##### SELECTED EXCERPT #####
Bug 1306121

Summary: Clone of sparse disk on nfs storage domain is extremely slow
Product: Red Hat Enterprise Linux 7 Reporter: Marina Kalinin <mkalinin>
Component: qemu-kvm-rhevAssignee: Ademar Reis <areis>
Status: CLOSED DUPLICATE QA Contact: Virtualization Bugs <virt-bugs>
Severity: high Docs Contact:
Priority: high    
Version: 7.2CC: amureini, bazulay, chayang, gklein, huding, juzhang, jwoods, knoel, kwolf, lsurette, mkalinin, pzhukov, tnisan, virt-maint, ycui, yeylon, ykaul
Target Milestone: pre-dev-freeze   
Target Release: 7.3   
Hardware: Unspecified   
OS: Unspecified   
Whiteboard:
Fixed In Version: Doc Type: Bug Fix
Doc Text:
Story Points: ---
Clone Of: Environment:
Last Closed: 2016-04-14 15:35:27 UTC Type: Bug
Regression: --- Mount Type: ---
Documentation: --- CRM:
Verified Versions: Category: ---
oVirt Team: Storage RHEL 7.3 requirements from Atomic Host:
Cloudforms Team: --- Target Upstream Version:
Embargoed:

Description Marina Kalinin 2016-02-10 04:45:53 UTC
Time to clone a sparse disk on nfs storage in RHEV is extremely slow, even when the actual used file size is tiny.

Version-Release number of selected component (if applicable):
3.5.7
vdsm-4.16.32-1
qemu-kvm-rhev-2.1.2-23.el7_1.8.x86_64

How reproducible:
Always.
#####
# [SHORT EXERCISE]
Which component is named for the bug in the bug report above?
##### RECORD LIST #####
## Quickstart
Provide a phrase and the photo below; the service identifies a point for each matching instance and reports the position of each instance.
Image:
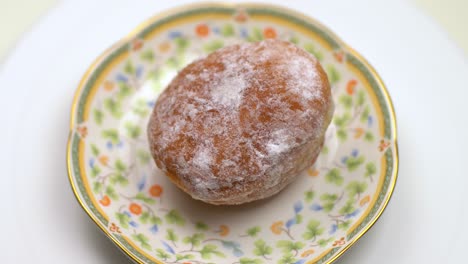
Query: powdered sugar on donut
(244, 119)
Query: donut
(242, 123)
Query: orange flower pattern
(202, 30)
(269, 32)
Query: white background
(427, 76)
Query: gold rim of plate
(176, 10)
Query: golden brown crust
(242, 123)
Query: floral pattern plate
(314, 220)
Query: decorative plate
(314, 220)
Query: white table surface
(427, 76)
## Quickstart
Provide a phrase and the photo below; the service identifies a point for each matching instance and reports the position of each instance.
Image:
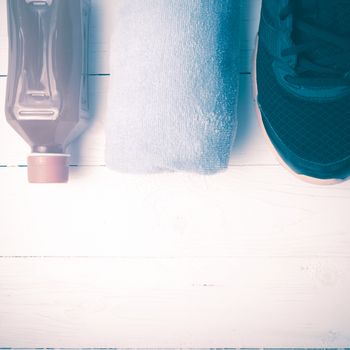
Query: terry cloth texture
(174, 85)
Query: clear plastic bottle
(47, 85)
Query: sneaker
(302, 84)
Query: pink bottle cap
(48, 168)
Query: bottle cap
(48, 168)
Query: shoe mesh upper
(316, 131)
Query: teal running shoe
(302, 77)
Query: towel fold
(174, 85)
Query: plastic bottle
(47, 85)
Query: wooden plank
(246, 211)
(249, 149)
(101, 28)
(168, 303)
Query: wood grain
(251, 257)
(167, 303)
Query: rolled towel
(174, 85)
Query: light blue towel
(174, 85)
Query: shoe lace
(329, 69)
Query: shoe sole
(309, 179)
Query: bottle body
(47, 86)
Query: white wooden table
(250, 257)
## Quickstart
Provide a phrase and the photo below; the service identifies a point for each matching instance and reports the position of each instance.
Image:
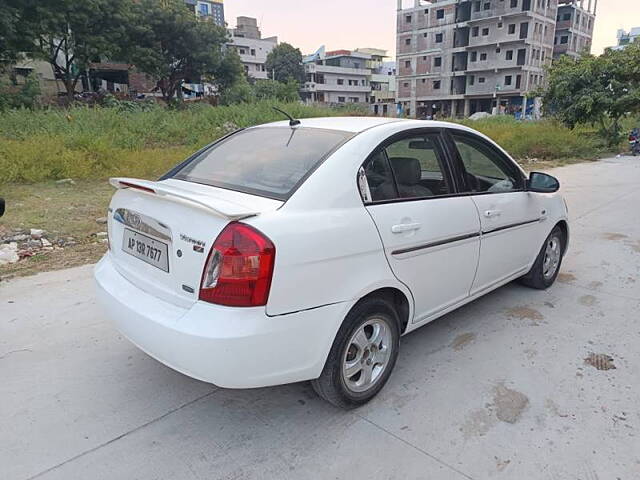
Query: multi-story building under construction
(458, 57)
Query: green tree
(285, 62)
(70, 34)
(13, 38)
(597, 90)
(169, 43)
#####
##### RECORD LIST #####
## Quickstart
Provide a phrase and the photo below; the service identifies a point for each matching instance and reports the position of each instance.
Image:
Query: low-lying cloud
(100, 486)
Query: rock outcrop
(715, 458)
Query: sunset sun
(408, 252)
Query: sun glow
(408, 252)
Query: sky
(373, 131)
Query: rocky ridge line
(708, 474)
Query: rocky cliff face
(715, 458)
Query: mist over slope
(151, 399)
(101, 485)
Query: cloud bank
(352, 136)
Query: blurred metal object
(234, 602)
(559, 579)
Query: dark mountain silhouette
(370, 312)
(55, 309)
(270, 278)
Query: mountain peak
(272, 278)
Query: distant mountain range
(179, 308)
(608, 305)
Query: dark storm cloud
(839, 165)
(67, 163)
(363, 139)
#####
##### RECORD LIST #####
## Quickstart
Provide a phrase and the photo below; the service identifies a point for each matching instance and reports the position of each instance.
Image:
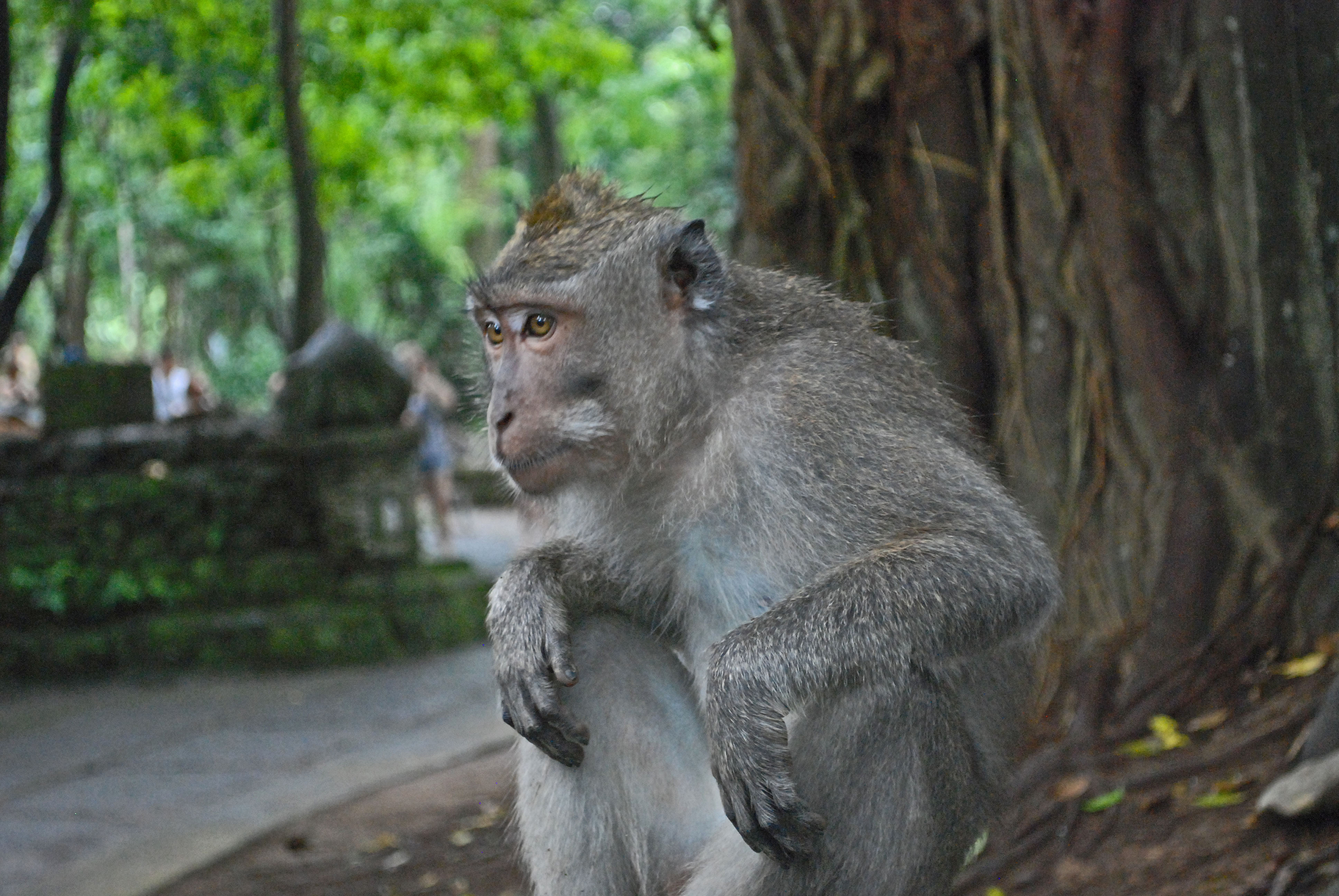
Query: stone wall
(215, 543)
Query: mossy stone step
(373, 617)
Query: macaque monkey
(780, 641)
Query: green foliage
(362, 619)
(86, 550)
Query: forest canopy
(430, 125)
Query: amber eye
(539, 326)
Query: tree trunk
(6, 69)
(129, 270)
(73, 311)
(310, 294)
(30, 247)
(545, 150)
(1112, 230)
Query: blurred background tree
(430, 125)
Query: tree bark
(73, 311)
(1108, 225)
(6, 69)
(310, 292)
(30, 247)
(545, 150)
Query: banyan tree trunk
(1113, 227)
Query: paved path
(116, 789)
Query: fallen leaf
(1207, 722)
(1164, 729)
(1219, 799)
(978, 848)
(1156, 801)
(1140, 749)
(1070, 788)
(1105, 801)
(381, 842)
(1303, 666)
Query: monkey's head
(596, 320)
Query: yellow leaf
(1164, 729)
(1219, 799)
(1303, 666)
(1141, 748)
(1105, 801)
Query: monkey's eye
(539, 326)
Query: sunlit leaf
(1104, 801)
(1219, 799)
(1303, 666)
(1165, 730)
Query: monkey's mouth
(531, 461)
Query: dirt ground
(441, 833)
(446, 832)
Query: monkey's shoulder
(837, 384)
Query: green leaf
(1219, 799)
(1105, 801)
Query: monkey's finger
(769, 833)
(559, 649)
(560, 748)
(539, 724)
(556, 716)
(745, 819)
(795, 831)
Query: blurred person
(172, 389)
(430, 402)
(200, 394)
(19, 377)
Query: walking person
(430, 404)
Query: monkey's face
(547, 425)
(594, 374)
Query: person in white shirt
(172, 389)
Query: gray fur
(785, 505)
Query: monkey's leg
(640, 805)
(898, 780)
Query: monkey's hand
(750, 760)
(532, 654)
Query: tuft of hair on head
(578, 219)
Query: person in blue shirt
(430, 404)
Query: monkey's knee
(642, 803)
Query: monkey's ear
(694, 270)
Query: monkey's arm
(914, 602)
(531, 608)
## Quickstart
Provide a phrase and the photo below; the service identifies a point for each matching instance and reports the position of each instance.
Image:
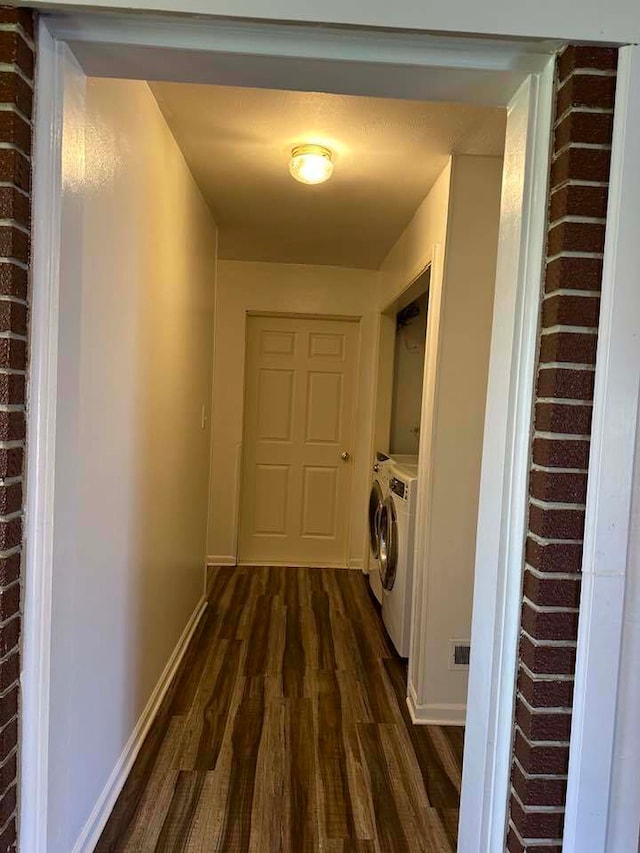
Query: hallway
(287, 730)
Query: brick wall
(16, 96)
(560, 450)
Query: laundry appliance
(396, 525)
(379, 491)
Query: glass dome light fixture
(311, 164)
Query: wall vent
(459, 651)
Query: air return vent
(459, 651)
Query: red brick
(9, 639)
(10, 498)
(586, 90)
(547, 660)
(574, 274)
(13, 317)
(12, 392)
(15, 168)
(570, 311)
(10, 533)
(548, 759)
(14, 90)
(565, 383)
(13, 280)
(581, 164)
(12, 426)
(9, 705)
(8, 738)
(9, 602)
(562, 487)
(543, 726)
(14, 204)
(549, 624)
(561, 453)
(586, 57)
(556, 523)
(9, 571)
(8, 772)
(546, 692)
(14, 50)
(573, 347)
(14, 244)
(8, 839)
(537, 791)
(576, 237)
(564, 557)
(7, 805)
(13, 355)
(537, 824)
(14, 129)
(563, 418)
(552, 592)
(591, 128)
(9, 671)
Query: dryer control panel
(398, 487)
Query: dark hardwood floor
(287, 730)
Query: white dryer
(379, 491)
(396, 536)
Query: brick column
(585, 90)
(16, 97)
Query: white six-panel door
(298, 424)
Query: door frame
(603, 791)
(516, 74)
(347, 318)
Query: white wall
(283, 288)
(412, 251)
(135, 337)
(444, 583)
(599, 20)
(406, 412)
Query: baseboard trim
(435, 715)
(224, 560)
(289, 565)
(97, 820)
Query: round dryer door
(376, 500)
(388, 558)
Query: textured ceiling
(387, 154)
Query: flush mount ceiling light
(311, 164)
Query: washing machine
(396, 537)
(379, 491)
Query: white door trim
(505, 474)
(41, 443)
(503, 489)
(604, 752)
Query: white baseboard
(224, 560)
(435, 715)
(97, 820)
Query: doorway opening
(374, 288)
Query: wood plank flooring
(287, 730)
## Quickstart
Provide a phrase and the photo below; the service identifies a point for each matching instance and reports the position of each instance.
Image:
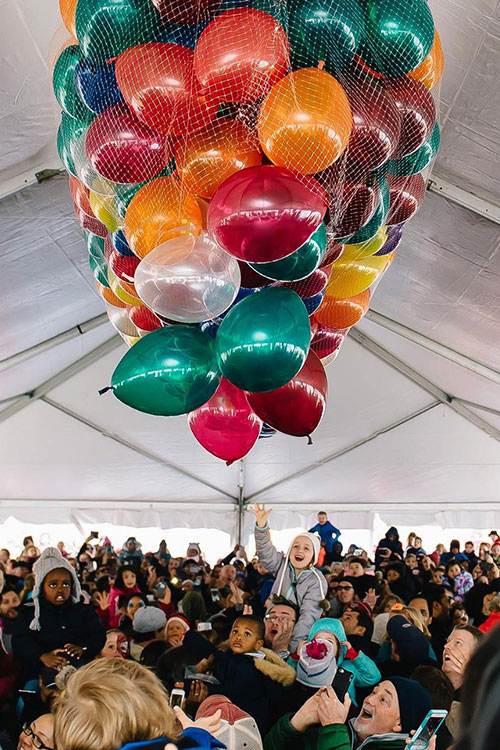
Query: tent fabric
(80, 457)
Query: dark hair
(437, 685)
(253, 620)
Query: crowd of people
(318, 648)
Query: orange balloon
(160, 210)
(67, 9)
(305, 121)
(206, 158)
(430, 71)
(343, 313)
#####
# [THE RESULT]
qemu-kvm-rhev